* Exercise aim *
Change every occurrence of "in this unit" to "in this section" in the entries below, leaving all other text unchanged. Omit the pictures from the output.

* Position annotation entries *
◇ ◇ ◇ ◇ ◇ ◇ ◇

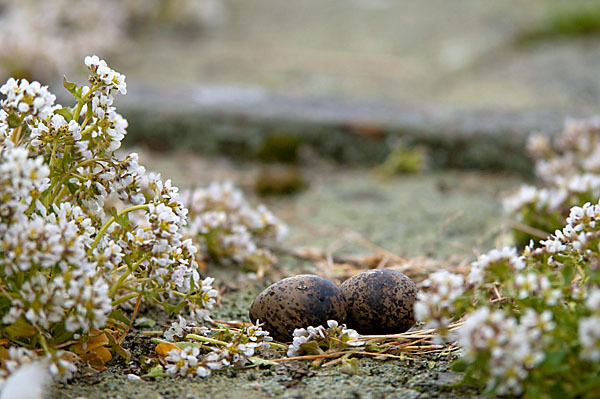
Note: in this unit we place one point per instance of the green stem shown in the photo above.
(125, 298)
(206, 339)
(85, 122)
(44, 343)
(78, 110)
(66, 175)
(110, 221)
(115, 287)
(130, 270)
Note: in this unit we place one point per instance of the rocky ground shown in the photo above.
(327, 90)
(435, 218)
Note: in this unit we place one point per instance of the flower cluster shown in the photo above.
(316, 340)
(529, 318)
(511, 348)
(79, 238)
(570, 175)
(436, 307)
(228, 227)
(39, 38)
(212, 350)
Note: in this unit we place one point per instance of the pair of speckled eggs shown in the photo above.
(378, 301)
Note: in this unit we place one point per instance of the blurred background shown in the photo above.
(509, 54)
(312, 96)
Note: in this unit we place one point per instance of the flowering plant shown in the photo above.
(196, 354)
(79, 238)
(531, 319)
(228, 229)
(569, 172)
(317, 340)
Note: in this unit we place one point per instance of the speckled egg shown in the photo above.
(298, 302)
(380, 301)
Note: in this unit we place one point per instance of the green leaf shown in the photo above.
(144, 322)
(155, 372)
(118, 349)
(557, 391)
(350, 366)
(554, 359)
(118, 315)
(311, 348)
(185, 344)
(66, 113)
(20, 329)
(72, 88)
(261, 362)
(123, 221)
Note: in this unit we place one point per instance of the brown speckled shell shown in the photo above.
(380, 301)
(298, 302)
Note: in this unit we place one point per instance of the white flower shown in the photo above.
(589, 338)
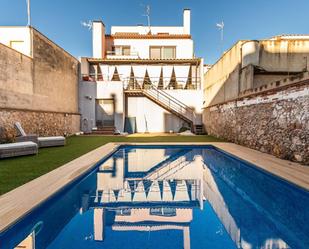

◇ ◇ ◇ ◇ ◇ ◇ ◇

* Output for this exercise *
Note: in this section we place one point per instance of the green stem shown in the photo above.
(125, 298)
(206, 339)
(85, 122)
(44, 343)
(78, 110)
(66, 175)
(110, 221)
(115, 287)
(130, 270)
Note: in this section we place one point per instance of the rocky ground shown in the photo above.
(327, 90)
(435, 218)
Note: in this section we place one point per instance of the flower cluster shown in the photo above.
(316, 340)
(529, 318)
(511, 348)
(79, 238)
(570, 175)
(436, 307)
(228, 227)
(39, 38)
(212, 350)
Note: in this section we place one point per instance of the pair of speckled eggs shown in the photo above.
(378, 301)
Note: in this section we place one point per instance of the blurred background shown in the photo above.
(509, 54)
(312, 96)
Note: in this section we place one point per instance of the flowering plant shown in the photo above.
(196, 354)
(79, 238)
(531, 319)
(228, 229)
(569, 172)
(317, 340)
Note: in this section we place one point per instance of the speckled egg shown in the photo above.
(298, 302)
(380, 301)
Note: in this section we place one point per instance of the green leaf shown in the photo above.
(144, 322)
(155, 372)
(118, 349)
(557, 391)
(350, 366)
(554, 359)
(118, 315)
(311, 348)
(185, 344)
(66, 113)
(20, 329)
(72, 88)
(261, 362)
(123, 221)
Note: in this section we place one point per instance of the brown speckled shell shown in the photo above.
(380, 301)
(298, 302)
Note: in this section we place one point per instance of the white flower shown in the photo above.
(589, 338)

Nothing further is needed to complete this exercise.